* **TASK**
Write out the data word for word and omit every picture.

* **EXERCISE MATERIALS**
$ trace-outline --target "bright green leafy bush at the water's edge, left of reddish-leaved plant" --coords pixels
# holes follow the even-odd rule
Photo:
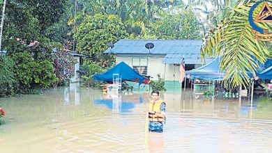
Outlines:
[[[15,53],[15,86],[18,93],[31,93],[36,88],[48,88],[56,81],[54,67],[50,61],[36,61],[25,52]]]

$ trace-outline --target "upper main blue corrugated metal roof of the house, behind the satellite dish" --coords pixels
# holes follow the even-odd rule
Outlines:
[[[104,53],[149,54],[144,47],[149,42],[154,44],[151,54],[199,54],[200,57],[202,40],[119,40]]]

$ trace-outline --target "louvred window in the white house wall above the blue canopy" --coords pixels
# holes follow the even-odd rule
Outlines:
[[[133,69],[139,74],[147,74],[147,58],[133,58]]]

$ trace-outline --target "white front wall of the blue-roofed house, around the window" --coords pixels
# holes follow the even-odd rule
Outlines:
[[[133,67],[132,58],[139,57],[145,58],[146,54],[138,54],[135,56],[127,56],[127,55],[118,55],[116,57],[116,64],[120,62],[125,62],[126,64]],[[163,58],[164,55],[157,56],[148,56],[148,65],[147,65],[147,75],[153,77],[152,80],[158,80],[157,74],[160,74],[160,77],[165,77],[165,81],[179,81],[179,66],[175,66],[173,64],[164,64]]]

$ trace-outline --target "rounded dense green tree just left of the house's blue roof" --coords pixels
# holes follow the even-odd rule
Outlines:
[[[75,33],[78,51],[100,62],[105,60],[102,53],[108,48],[106,43],[126,36],[128,33],[117,15],[86,15]]]

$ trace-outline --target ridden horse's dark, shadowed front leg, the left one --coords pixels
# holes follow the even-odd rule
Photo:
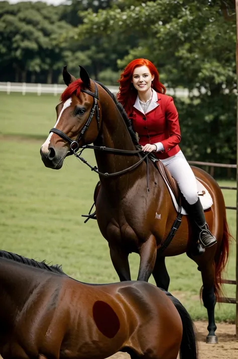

* **ANSWER AREA**
$ trace-outline --target "bright green leafy bush at the water's edge, left of reddish-leaved plant" --coords pixels
# holes follow the even-odd rule
Photo:
Outlines:
[[[15,53],[15,86],[18,93],[31,93],[36,88],[48,88],[56,81],[54,67],[50,61],[36,61],[25,52]]]

$ trace-outline --target "upper main blue corrugated metal roof of the house, behind the satellite dish" --coords pixels
# holes follow the even-odd rule
Outlines:
[[[104,53],[149,54],[144,47],[149,42],[154,44],[151,54],[199,54],[200,57],[202,40],[119,40]]]

$ trace-outline --target "louvred window in the white house wall above the blue canopy" --coords pixels
# holes follow the even-odd rule
Outlines:
[[[133,69],[139,74],[147,74],[147,58],[133,58]]]

$ trace-outline --target "white front wall of the blue-roofed house, around the window" --coords pixels
# holes follow the even-odd rule
Outlines:
[[[133,67],[132,58],[139,57],[145,58],[146,54],[138,54],[135,56],[127,56],[127,55],[118,55],[116,57],[116,64],[120,62],[125,62],[126,64]],[[163,58],[164,55],[157,56],[148,56],[148,65],[147,65],[147,75],[153,77],[152,80],[158,80],[157,74],[160,74],[160,77],[165,77],[165,81],[179,81],[179,66],[175,66],[173,64],[164,64]]]

$ trace-outline --target "rounded dense green tree just left of the house's blue roof" --coords pixels
# holes follow the even-odd rule
Outlines:
[[[75,33],[78,51],[100,62],[105,60],[102,53],[108,48],[106,43],[126,36],[128,33],[117,15],[86,15]]]

$ trace-outline --target ridden horse's dark, shadowed front leg, the left one --coords pixels
# holes follow the even-odd rule
Photo:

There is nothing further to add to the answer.